◆ What the task asks ◆
In the entries below, find the line containing "For every instance of the black". Copy it and all lines after it, exactly, through the end.

#####

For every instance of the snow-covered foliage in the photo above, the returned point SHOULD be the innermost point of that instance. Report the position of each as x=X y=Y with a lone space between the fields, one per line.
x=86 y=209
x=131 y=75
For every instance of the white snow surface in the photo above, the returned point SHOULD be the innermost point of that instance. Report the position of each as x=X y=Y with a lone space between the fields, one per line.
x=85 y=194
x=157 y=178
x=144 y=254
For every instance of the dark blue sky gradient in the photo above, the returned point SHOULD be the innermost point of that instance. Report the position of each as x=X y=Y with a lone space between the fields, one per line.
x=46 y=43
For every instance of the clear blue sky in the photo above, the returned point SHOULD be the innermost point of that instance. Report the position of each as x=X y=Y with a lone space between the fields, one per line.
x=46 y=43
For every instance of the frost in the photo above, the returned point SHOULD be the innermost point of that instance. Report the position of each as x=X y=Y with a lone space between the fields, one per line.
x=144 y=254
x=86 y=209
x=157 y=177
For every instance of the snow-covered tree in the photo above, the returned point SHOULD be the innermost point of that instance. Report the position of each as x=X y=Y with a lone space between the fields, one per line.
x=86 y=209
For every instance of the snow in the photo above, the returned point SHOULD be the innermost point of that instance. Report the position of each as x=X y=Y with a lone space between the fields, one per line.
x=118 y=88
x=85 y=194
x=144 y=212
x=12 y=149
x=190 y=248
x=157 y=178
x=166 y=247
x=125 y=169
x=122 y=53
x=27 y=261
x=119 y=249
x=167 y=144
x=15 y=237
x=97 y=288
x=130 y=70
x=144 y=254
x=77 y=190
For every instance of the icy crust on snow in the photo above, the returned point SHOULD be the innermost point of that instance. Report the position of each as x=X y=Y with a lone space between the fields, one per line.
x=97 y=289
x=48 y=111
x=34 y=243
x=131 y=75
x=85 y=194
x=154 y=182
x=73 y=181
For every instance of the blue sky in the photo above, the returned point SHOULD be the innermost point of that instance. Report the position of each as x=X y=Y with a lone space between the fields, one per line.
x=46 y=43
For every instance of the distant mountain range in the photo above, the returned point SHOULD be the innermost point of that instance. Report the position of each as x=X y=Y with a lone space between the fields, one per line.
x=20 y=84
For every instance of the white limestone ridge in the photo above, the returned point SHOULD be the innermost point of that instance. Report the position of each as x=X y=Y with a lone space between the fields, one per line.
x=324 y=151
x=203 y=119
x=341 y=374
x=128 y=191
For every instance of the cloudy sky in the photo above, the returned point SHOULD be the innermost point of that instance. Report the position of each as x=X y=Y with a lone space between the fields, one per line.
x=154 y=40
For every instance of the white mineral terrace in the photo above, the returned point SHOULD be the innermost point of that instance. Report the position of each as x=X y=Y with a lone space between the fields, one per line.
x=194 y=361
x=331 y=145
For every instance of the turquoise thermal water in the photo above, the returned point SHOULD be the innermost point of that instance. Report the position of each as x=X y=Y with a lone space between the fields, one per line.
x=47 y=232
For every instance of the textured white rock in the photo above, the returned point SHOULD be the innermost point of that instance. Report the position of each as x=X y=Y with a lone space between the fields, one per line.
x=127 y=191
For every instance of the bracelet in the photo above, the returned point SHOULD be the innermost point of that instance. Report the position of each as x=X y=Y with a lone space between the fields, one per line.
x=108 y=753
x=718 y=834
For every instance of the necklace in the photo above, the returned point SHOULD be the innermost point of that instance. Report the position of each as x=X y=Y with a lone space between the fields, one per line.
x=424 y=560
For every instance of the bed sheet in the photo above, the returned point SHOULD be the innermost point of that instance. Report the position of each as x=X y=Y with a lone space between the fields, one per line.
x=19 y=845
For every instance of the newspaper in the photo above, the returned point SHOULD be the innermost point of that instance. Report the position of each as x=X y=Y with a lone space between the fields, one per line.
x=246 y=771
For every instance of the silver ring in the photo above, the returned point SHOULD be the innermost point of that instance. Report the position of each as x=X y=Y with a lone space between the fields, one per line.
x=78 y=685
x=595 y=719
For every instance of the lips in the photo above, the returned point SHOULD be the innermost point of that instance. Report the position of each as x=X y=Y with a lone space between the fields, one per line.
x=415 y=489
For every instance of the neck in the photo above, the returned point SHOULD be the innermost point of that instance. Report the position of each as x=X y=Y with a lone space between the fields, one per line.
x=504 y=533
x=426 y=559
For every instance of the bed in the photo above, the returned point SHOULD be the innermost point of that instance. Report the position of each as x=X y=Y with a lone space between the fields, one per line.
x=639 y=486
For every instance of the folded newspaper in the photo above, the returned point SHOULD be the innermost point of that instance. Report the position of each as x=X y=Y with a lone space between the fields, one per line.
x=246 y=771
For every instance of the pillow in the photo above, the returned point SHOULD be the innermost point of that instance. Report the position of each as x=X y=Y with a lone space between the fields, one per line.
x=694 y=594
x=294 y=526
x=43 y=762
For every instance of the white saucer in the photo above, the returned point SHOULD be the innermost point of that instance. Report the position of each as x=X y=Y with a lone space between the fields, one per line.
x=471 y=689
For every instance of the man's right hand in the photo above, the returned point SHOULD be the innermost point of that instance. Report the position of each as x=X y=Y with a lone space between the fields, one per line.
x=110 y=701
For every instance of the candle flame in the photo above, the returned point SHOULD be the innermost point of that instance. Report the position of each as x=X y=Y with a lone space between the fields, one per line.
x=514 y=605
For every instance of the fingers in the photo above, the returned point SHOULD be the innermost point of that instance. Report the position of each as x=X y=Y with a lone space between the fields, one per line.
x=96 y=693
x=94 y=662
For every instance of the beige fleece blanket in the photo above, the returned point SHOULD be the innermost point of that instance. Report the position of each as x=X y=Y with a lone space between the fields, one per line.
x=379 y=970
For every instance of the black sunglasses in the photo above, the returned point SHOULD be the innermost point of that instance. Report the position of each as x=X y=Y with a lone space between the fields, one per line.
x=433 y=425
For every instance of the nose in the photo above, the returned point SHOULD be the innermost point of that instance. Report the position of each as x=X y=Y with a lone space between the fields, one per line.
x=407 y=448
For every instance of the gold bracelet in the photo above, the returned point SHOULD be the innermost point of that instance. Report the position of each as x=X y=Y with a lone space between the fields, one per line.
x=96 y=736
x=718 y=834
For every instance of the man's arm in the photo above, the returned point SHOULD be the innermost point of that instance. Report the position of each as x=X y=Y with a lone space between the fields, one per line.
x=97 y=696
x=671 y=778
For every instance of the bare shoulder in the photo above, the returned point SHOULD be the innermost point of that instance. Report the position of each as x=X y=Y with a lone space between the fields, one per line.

#####

◆ Output for this task ◆
For every instance of the black sunglasses in the photo above, the returned point SHOULD be the innermost point of that instance. Report the position of each as x=X y=Y with a lone space between the fields, one per line.
x=433 y=425
For every instance of the nose in the photo above, the returned point SHOULD be the innermost point of that instance. Report the position of each as x=X y=Y with a lone space between the fields, one per line.
x=407 y=448
For every instance of the gold bracelet in the photo above, the returned point SHOULD be the innermost point of that instance. Report the position of each as x=X y=Y with a lone space between the fields, one per line.
x=96 y=736
x=718 y=834
For every instance of the man's arm in the photo above, the returned point SHOULD be the innermost point of that instance. Report the position of each as x=X y=Y with a lone space between the fields, one per line.
x=97 y=696
x=671 y=778
For every instance of the bare shoulder in the photo above, the returned point SHOULD be the innermost point of that instance. Report the position of each as x=X y=Y with a lone space between the fields, one per line.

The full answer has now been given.